Le mostruose creature del mad scientist in questo caso sono realizzate in modo abbastanza credibile, eppure il regista sceglie di alternare il buio a improvvisi sprazzi di luce per mostrare e allo stesso tempo nascondere l'orrore che si manifesta di fronte ai personaggi che stanno esplorando gli infernali scantinati di Dexter Ward.
A calare lo spettatore nelle abbiette visioni che emergono dall'oscurità concorrono anche le rapide inquadrature sulle espressioni terrorizzate degli attori, su cui la luce delle lampade a olio delinea lo smarrimento di fronte all'ignoto.
In questo modo una storia che parte come un noir di serie B riesce a rendere, nella sua parte finale, l'idea lovecraftiana di terrore dell'ignoto.

Nel 1993 tre registi, Christopher Gans, Shusuke Kaneko e Brian Yuzna, si uniscono per realizzare tre episodi, omaggio al solitario di Providence, uniti da una storia cornice.
Nasce così H.P Lovecraft's Necronomicon, in cui i tre filmati (di mezz'ora circa) si propongono più come rielaborazione delle atmosfere lovecraftiane che veri e proprio adattamenti cinematografici delle sue storie.
Il tutto viene collegato da un episodio-cornice, diretto da Yuzna, in cui vediamo Lovecraft stesso entrare di soppiatto all'interno di una stanza di una biblioteca dove viene custodito l'oscuro testo del Necronomicon, per cui i vari episodi sarebbero le visioni che egli ha durante la sua lettura.
In realtà delle atmosfere dell'autore non rimane molto, soprattutto per quanto riguarda l'episodio finale diretto da Yuzna (Whispers, vagamente ispirato a The Whispers in the Darkness e a The Nameless City), in cui è invece l'immaginario fortemente gore e caoticamente grottesco del regista a emergere, facendo prevalere più il terrore per la propria integrità fisica che mentale.
Qualche spunto dell'immaginario cosmico si trova però nel racconto-cornice, anche se è mischiato a un'ironia macabra tipica di Yuzna, che spezza nelle sequenze finali la tensione davanti all'ignoto.

- _Insieme di dati_:

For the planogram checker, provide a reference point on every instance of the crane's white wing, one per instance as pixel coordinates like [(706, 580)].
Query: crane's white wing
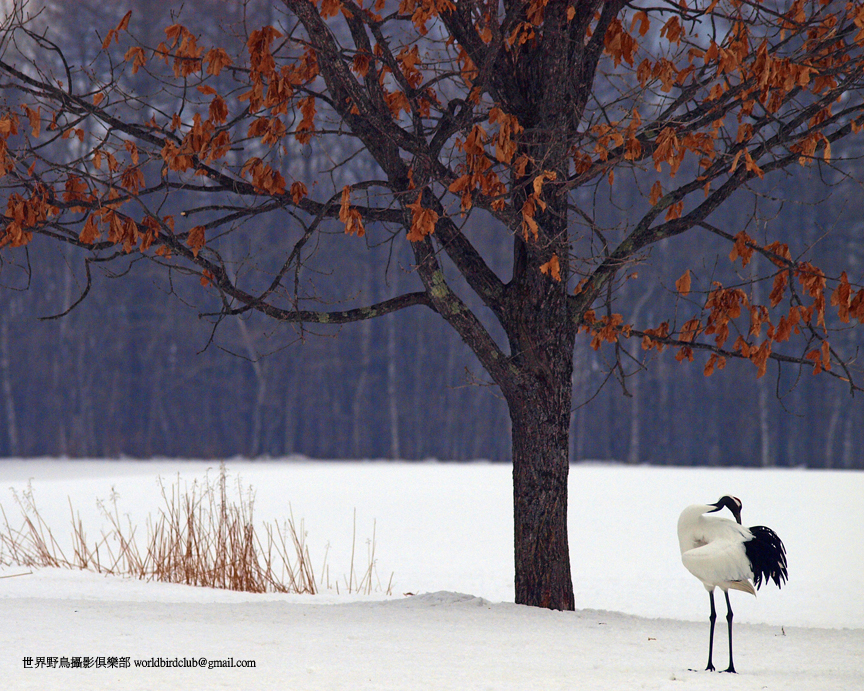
[(721, 562)]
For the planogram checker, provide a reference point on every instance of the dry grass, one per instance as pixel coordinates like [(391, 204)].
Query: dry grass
[(201, 536)]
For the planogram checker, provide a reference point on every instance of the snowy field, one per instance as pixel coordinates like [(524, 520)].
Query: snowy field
[(444, 533)]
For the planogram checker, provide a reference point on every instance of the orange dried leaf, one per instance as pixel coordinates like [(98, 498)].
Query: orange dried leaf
[(552, 268), (682, 285), (196, 239)]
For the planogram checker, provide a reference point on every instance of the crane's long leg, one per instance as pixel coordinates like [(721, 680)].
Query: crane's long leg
[(731, 667), (712, 619)]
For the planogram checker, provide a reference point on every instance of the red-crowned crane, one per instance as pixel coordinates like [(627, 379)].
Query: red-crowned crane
[(724, 554)]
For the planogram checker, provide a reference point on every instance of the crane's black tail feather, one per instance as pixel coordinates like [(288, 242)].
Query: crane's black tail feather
[(767, 556)]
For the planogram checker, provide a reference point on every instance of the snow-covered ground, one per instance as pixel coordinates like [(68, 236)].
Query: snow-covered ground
[(443, 530)]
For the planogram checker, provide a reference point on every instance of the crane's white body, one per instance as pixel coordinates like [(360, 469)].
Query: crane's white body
[(712, 549)]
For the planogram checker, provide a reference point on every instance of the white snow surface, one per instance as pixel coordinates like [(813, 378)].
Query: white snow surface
[(444, 532)]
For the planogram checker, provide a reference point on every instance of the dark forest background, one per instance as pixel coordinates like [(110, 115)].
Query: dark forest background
[(134, 371)]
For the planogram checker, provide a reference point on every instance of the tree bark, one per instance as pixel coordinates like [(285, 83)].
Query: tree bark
[(541, 463)]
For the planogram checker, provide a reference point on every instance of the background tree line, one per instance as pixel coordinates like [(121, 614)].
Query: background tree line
[(157, 383)]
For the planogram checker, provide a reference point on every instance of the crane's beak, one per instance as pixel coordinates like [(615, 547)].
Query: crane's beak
[(731, 504)]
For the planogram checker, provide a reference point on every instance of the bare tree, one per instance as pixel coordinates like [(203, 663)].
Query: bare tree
[(468, 114)]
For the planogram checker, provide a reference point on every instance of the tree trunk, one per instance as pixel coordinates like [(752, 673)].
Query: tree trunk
[(540, 467)]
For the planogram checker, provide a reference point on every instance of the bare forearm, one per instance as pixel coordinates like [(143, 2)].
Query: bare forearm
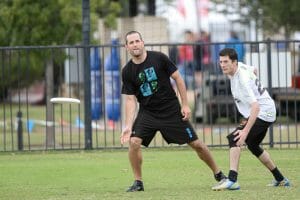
[(253, 116), (130, 112), (182, 90)]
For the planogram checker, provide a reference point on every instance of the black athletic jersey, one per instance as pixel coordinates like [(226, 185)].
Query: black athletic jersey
[(150, 83)]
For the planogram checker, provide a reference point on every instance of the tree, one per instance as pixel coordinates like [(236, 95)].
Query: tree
[(31, 22), (269, 15)]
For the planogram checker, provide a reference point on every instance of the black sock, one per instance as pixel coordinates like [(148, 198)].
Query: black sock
[(232, 175), (219, 176), (138, 182), (277, 175)]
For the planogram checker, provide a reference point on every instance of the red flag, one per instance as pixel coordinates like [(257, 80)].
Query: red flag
[(181, 7)]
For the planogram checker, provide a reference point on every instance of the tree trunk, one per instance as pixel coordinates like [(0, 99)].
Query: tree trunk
[(50, 143)]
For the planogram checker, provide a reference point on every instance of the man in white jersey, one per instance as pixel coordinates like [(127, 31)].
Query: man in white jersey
[(258, 108)]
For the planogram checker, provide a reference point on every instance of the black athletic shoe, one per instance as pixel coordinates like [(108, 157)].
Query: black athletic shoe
[(220, 176), (137, 186)]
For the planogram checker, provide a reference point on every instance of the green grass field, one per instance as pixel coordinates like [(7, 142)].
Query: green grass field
[(170, 173)]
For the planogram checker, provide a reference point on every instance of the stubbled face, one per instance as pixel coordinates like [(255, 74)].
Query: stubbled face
[(134, 45), (227, 65)]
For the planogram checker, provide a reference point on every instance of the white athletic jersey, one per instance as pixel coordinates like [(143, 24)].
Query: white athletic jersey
[(246, 89)]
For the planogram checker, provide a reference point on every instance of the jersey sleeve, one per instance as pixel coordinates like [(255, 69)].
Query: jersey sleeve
[(246, 89), (127, 83)]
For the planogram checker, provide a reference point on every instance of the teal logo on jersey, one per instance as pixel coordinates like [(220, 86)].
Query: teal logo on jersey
[(149, 82)]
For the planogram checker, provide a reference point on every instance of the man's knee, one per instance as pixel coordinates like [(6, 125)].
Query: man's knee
[(255, 149), (135, 142), (231, 141)]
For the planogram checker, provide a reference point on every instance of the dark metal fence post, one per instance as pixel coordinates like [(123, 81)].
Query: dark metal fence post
[(20, 131), (269, 66), (87, 73)]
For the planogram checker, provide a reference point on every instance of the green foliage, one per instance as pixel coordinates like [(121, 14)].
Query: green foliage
[(41, 23), (270, 15), (276, 14)]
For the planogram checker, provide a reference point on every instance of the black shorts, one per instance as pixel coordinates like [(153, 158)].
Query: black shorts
[(173, 129), (257, 132)]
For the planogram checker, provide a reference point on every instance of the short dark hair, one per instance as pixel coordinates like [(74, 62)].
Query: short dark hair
[(229, 52), (132, 32)]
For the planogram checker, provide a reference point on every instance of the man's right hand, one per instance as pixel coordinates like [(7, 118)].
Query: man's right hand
[(125, 135)]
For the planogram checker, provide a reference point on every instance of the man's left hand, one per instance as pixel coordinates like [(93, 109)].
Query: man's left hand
[(186, 113)]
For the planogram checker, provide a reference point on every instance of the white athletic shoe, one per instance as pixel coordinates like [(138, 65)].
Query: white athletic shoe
[(226, 184)]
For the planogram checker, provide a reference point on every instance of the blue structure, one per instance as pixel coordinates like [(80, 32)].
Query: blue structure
[(96, 89), (112, 83)]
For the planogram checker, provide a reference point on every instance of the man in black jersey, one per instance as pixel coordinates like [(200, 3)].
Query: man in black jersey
[(146, 80)]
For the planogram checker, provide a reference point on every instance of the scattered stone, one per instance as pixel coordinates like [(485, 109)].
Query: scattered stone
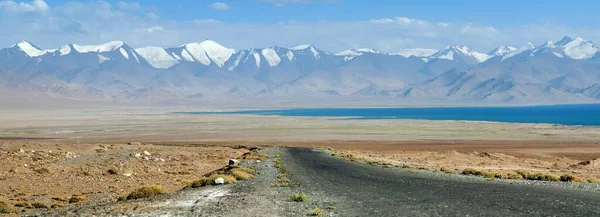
[(219, 181), (233, 162), (595, 163)]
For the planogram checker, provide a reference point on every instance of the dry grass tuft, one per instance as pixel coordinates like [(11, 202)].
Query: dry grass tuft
[(283, 180), (77, 199), (315, 212), (569, 178), (204, 181), (302, 197), (145, 192), (240, 174), (446, 170), (40, 205), (6, 208), (113, 171), (61, 198)]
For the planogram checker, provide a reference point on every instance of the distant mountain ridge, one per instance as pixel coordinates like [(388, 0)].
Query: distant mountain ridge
[(565, 71)]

- _Elenco compiti_:
(A) Nel testo sui film tratti da Lovecraft, quali sono i registi che nel 1993 si uniscono per realizzare i tre episodi?
(B) Prosegui il testo sui film tratti da Lovecraft dopo la sua ultima frase.
Le voci riportate non servono per svolgere il lavoro.

- _Le risposte_:
(A) Christopher Gans, Shusuke Kaneko e Brian Yuzna.

(B)
In The Drowned di Gans, ispirato a The Rats in the Walls, The Call of Cthullhu e a diversi altri racconti, l'atmosfera spiccatamente gotica, resa tale anche dall'uso di luci e di colori opachi, risente però anche molto della filmografia di Corman e delle sue interpretazioni degli scritti di E.A. Poe.
Ciò è riscontrabile nel motivo del ritratto di una donna defunta, dell'amore che non si rassegna davanti alla morte, nel lugubre palazzo che si affaccia su uno strapiombo sul mare, tipico dei film di Corman.
Viene infranta però questa realizzazione gotica da un poco credibile mostro/baraccone (e in questo caso avrebbe forse dovuto seguire l'esempio di Corman sulla realizzazione di sequenza perturbanti in film a basso costo), inoltre si avverte il tentativo di conciliare quella che sembra una ghost-story alla Poe con l'orrore cosmico lovecraftiano.
Molto più vicino alle atmosfere tipiche del supernatural horror è Cool Air, l'episodio diretto da Kaneko, liberamente ispirato all'omonimo racconto.
Sebbene compia uno stravolgimento dei personaggi, aggiungendo elementi da dramma sentimentale e di analisi psicologica che sono ovviamente estranei allo spirito lovecraftiano, motivi come quello della conoscenza proibita, dell'ambigua percezione del corpo, del male che sembra insidiarsi in ogni luogo e della ricerca dell'immortalità a ogni costo, vengono resi attraverso una graduale rivelazione degli enigmi presenti fin dall'inizio del racconto, con la “punizione” finale di chi avrebbe voluto conoscere e sapere troppo.
Stuart Gordon è un regista che ha più volte affrontato adattamenti e trasposizioni delle opere lovrecraftiane, ma solo ultimamente è riuscito ad avvicinarsi alle sue atmosfere.
Quello che viene considerato il suo film più famoso, per il successo di pubblico, è Re-Animator, ispirato al racconto Herbert West- The reanimator ma questa commedia horror e splatter, dall'umorismo grottesco, poco ha a che vedere con le drammatiche e inquietanti atmosfere di sospensione descritte dall'autore.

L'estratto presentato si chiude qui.